### GOAL
From the lines below, keep only those containing the word "capsule" and copy each one out in full.

### RECORDS SUPPLIED

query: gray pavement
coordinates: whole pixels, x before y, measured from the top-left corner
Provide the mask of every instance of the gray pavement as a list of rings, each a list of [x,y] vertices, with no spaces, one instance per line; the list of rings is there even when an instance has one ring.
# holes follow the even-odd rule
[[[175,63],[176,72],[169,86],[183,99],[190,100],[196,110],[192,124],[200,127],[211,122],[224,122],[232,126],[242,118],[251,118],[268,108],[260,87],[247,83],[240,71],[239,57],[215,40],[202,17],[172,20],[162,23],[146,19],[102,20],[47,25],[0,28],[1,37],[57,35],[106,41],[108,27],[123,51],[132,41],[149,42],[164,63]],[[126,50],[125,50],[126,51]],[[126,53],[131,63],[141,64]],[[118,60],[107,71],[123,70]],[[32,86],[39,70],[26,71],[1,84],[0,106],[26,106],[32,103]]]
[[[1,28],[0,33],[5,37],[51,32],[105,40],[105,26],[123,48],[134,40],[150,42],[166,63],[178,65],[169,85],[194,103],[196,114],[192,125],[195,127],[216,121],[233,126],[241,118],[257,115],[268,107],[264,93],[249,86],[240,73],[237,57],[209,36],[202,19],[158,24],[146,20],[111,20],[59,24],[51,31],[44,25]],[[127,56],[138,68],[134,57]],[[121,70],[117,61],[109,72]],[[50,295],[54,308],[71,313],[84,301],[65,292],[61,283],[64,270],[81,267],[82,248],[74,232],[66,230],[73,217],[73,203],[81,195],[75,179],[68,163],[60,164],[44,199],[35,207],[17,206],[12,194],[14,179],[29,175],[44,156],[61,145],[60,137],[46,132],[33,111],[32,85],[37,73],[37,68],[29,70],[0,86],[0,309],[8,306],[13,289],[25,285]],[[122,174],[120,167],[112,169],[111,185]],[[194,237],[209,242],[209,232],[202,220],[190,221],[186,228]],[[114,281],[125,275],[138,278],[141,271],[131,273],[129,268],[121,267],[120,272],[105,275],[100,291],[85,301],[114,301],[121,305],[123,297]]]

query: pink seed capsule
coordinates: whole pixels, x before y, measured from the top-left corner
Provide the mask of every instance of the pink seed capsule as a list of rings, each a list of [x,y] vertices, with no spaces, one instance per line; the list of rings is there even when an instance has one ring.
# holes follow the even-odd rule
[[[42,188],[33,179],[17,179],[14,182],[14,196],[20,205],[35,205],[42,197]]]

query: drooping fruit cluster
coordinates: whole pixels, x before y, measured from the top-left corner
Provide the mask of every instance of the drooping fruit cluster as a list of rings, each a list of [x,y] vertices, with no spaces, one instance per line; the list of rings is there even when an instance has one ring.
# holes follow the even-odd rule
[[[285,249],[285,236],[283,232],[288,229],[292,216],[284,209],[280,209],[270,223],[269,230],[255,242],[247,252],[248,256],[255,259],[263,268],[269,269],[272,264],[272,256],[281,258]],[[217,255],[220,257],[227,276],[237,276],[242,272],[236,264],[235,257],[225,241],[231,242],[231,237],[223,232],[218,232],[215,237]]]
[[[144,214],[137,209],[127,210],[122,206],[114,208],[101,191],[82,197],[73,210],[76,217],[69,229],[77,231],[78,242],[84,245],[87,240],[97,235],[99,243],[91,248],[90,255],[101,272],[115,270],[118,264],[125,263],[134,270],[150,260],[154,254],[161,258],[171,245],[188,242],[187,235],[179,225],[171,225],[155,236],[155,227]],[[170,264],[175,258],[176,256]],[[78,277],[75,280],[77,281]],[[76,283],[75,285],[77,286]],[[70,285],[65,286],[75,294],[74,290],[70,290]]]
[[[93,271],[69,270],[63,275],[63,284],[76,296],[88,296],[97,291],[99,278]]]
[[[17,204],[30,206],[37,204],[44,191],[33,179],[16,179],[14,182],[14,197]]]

### ANSWER TO THIS EXERCISE
query: pink seed capsule
Provide the mask of every instance of the pink seed capsule as a list of rings, each a list of [x,y] vertices, with no spaces, one instance per line; the list of rings is there even when an instance has one ring.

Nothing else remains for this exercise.